--- start of Document excerpt ---
Greetings, Community!

I'm back with an exciting topic:

Azure Accelerated Networking and its integration with VyOS Universal Router. In this discussion, we'll delve into how this powerful feature can be leveraged to create high-performance routers in the Azure cloud environment.

Our focus will be on:

• Understanding Azure Accelerated Networking.
• Steps to integrate this feature with VyOS.
• Practical use cases for building efficient, high-speed routers on Azure.
• Potential benefits and considerations.

Whether you're a network engineer, NetDevOps, cloud architect, or VyOS enthusiast, this information will help you optimize your Azure-based networking solutions. Let's dive in and unlock the potential of combining VyOS with Azure's advanced networking capabilities!

What is Azure Accelerated Networking?

Azure Accelerated Networking is a new option for Azure Infrastructure as a Service (IaaS) Virtual Machine (VM) on the NIC level, providing several benefits by enabling single root I/O virtualization (SR-IOV) to a VM, greatly improving its networking performance. This high-performance path bypasses the host from the datapath, reducing latency, jitter, and CPU utilization, for use with the most demanding network workloads on supported VM types. You would typically use this feature with heavy workloads that need to send or receive data at high speed with reliable streaming and lower CPU utilization. It will enable speeds of up to 30 Gbps per Virtual Machine. Best of all, it’s free!
--- end of Document excerpt ---
--- start of Dataset section ---
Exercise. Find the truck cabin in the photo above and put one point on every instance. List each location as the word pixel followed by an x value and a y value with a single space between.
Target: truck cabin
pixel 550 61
--- end of Dataset section ---
## Requirement
Retype the part of the Azure Accelerated Networking post starting with "Our focus will" and going on through "routers on Azure.".

## Response to this task
Our focus will be on:

• Understanding Azure Accelerated Networking.
• Steps to integrate this feature with VyOS.
• Practical use cases for building efficient, high-speed routers on Azure.